Re: [v8 0/4] cgroup-aware OOM killer

Roman Gushchin <guro@xxxxxx> · Wed, 20 Sep 2017 14:53:41 -0700

On Mon, Sep 18, 2017 at 08:14:05AM +0200, Michal Hocko wrote:
> On Fri 15-09-17 08:23:01, Roman Gushchin wrote:
> > On Fri, Sep 15, 2017 at 12:58:26PM +0200, Michal Hocko wrote:
> > > On Thu 14-09-17 09:05:48, Roman Gushchin wrote:
> > > > On Thu, Sep 14, 2017 at 03:40:14PM +0200, Michal Hocko wrote:
> > > > > On Wed 13-09-17 14:56:07, Roman Gushchin wrote:
> > > > > > On Wed, Sep 13, 2017 at 02:29:14PM +0200, Michal Hocko wrote:
> > > > > [...]
> > > > > > > I strongly believe that comparing only leaf memcgs
> > > > > > > is more straightforward and it doesn't lead to unexpected results as
> > > > > > > mentioned before (kill a small memcg which is a part of the larger
> > > > > > > sub-hierarchy).
> > > > > > 
> > > > > > One of two main goals of this patchset is to introduce cgroup-level
> > > > > > fairness: bigger cgroups should be affected more than smaller,
> > > > > > despite the size of tasks inside. I believe the same principle
> > > > > > should be used for cgroups.
> > > > > 
> > > > > Yes bigger cgroups should be preferred but I fail to see why bigger
> > > > > hierarchies should be considered as well if they are not kill-all. And
> > > > > whether non-leaf memcgs should allow kill-all is not entirely clear to
> > > > > me. What would be the usecase?

Task 1:
In the cgroup OOM killer thread, why does Michal Hocko prefer comparing only leaf memcgs?
Task 2:
Resume the cgroup OOM killer thread after its last line, writing the next reply in the same nested quoting style.

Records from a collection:

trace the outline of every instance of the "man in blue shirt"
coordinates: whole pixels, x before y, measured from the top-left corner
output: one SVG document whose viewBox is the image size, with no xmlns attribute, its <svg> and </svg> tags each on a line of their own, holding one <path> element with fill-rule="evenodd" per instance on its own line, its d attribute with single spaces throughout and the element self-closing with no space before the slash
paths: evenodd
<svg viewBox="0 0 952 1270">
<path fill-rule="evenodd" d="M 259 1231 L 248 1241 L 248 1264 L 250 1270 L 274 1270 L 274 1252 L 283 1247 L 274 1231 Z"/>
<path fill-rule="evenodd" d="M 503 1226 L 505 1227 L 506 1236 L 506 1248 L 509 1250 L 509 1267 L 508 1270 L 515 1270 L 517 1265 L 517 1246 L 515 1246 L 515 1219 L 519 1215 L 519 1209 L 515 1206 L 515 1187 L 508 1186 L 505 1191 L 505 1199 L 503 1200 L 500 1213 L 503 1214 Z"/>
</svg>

Exercise output 1:
He thinks comparing only leaf memcgs is more straightforward and avoids unexpected results, such as killing a small memcg that is part of a larger sub-hierarchy.

Exercise output 2:
> > > > 
> > > > We definitely want to support kill-all for non-leaf cgroups.
> > > > A workload can consist of several cgroups and we want to clean up
> > > > the whole thing on OOM.
> > > 
> > > Could you be more specific about such a workload? E.g. how can be such a
> > > hierarchy handled consistently when its sub-tree gets killed due to
> > > internal memory pressure?
> > 
> > Or just system-wide OOM.
> > 
> > > Or do you expect that none of the subtree will
> > > have hard limit configured?
> > 
> > And this can also be a case: the whole workload may have hard limit
> > configured, while internal memcgs have only memory.low set for "soft"
> > prioritization.
> > 
> > > 
> > > But then you just enforce a structural restriction on your configuration
> > > because
> > > 	root
> > >         /  \
> > >        A    D
> > >       /\   
> > >      B  C
> > > 
> > > is a different thing than
> > > 	root
> > >         / | \
> > >        B  C  D
> > >
> > 
> > I actually don't have a strong argument against an approach to select
> > largest leaf or kill-all-set memcg. I think, in practice there will be
> > no much difference.

I've tried to implement this approach, and it's really arguable.
Although your example looks reasonable, the opposite example is also valid:
you might want to compare whole hierarchies, and it's a quite typical usecase.

Assume, you have several containerized workloads on a machine (probably,
each will be contained in a memcg with memory.max set), with some hierarchy
of cgroups inside. Then in case of global memory shortage we want to reclaim
some memory from the biggest workload, and the selection should not depend
on group_oom settings. It would be really strange, if setting group_oom will
higher the chances to be killed.

In other words, let's imagine processes as leaf nodes in memcg tree. We decided
to select the biggest memcg and kill one or more processes inside (depending
on group_oom setting), but the memcg selection doesn't depend on it.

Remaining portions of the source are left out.